* **Objective**
Each record below is to be reproduced without any change.

* **Dataset content**
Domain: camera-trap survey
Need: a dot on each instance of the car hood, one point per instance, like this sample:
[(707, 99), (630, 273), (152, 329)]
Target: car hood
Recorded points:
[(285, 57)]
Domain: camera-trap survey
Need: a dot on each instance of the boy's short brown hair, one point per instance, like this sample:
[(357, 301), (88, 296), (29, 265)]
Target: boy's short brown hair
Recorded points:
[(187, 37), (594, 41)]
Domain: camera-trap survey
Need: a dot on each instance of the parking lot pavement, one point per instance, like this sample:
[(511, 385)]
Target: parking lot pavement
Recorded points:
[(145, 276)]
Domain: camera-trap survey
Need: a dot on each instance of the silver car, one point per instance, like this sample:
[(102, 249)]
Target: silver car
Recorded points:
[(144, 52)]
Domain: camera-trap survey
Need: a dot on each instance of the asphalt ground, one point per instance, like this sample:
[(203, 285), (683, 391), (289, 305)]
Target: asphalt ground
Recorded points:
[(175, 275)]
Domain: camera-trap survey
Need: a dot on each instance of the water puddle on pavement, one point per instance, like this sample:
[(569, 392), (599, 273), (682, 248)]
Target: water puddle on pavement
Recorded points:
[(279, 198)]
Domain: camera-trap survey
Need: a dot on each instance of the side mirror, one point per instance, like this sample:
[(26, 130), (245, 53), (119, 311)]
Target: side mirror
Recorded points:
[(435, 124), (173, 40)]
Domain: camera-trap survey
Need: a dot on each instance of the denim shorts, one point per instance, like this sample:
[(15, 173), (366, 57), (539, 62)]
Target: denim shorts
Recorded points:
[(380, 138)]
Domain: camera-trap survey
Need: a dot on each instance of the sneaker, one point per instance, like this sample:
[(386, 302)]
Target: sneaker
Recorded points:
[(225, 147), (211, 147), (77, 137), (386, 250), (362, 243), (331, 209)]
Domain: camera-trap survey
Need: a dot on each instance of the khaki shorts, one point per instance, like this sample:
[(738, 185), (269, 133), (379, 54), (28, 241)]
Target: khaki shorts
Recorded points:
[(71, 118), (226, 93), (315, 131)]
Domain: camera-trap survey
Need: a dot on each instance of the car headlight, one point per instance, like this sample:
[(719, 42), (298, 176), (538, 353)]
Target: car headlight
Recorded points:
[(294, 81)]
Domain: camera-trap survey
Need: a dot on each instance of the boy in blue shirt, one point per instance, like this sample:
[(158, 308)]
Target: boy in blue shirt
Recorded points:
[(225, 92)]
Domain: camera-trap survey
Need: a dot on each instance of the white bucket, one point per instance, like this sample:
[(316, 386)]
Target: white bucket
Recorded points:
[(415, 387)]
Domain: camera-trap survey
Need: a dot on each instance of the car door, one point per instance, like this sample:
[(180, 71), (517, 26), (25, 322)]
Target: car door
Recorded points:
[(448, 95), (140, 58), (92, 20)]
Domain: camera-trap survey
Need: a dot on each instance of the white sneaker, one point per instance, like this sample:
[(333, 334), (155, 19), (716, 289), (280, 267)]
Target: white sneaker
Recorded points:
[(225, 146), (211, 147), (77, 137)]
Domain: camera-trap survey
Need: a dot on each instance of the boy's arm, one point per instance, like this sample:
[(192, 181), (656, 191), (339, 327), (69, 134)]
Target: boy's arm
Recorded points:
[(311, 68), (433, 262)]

* **Result below**
Domain: camera-trap survey
Need: a dot on each instance of the car hood, one point per instance, like this sample:
[(707, 99), (630, 273), (152, 329)]
Target: car hood
Recorded points:
[(285, 57)]
Domain: camera-trap survey
Need: a dot on each instance of the boy's short brown hair, one point per instance, like this sample:
[(357, 301), (88, 296), (29, 265)]
Target: boy's short brown hair
Recorded points:
[(187, 37), (594, 41)]
Domain: camera-trap survey
Need: a dot on each instance of the parking lot pavement, one point per instance, like this sample:
[(511, 385)]
Target: parking lot pavement
Recorded points:
[(145, 276)]
Domain: camera-trap survey
Need: a dot on each instance of the silver car, one point per instance, like this sample:
[(102, 249)]
Target: silver car
Recorded points:
[(144, 52)]
Domain: camera-trap survey
Need: a dot on each instance of the asphalt ground, one point per instance, like this sample:
[(203, 285), (683, 391), (289, 305)]
Target: asphalt ground
Recorded points:
[(175, 275)]
Domain: camera-trap survey
Need: a dot on each instance of the water puddle on pavement, one point per instance, like this sample:
[(569, 392), (599, 273), (682, 248)]
Target: water puddle on pavement
Recorded points:
[(279, 198)]
Domain: camera-trap survey
Need: a dot on each instance of the side mirror, one point per instance, like this sample:
[(26, 130), (245, 53), (119, 311)]
Target: side mirror
Recorded points:
[(435, 124), (173, 40)]
Domain: camera-trap survey
Need: a dot on each instance of the denim shorts, one point per instance, like this sample:
[(15, 173), (366, 57), (539, 62)]
Target: denim shorts
Recorded points:
[(380, 138)]
Domain: camera-trap survey
Need: a dot on each instance of the sneaker, one point per instance, like this sample:
[(386, 302)]
Target: sneaker
Recorded points:
[(225, 147), (211, 147), (77, 137), (386, 250), (362, 243), (331, 209)]
Domain: camera-trap survey
Need: a dot on each instance of the khaki shorts, one point per instance, like this sample:
[(738, 185), (269, 133), (379, 54), (28, 241)]
Target: khaki shorts
Recorded points:
[(71, 118), (226, 93), (315, 131)]
Domain: camera-trap survey
Need: a dot on each instance of the car headlight, one point per instance, like this sample:
[(719, 42), (298, 176), (538, 353)]
Target: car headlight
Recorded points:
[(294, 81)]
Domain: camera-trap survey
Need: a dot on each instance of the boy in blue shirt, one point per instance, like this sample:
[(158, 308)]
Target: boy in blue shirt
Recorded points:
[(225, 92)]
Domain: camera-trap survey
Need: a dot on each instance of the white bucket, one point per instance, like this sample:
[(316, 386)]
Target: white bucket
Recorded points:
[(415, 387)]
Domain: camera-trap survey
Need: a dot on each instance of the car door, one point per instance, like this sample:
[(180, 71), (517, 26), (25, 322)]
Target: car door
Recorded points:
[(448, 95), (140, 58), (92, 20)]
Domain: camera-trap survey
Need: a dot on each instance of the white sneaker, one point per instance, like this sample:
[(333, 334), (155, 19), (716, 289), (280, 267)]
Target: white sneaker
Recorded points:
[(225, 146), (211, 147), (77, 137)]
Domain: camera-trap survey
Need: a dot on each instance of the boy's arm, one point per instance, like this sample:
[(192, 181), (656, 191), (339, 327), (69, 134)]
Target: boy's arm
Recorded points:
[(311, 68), (433, 262)]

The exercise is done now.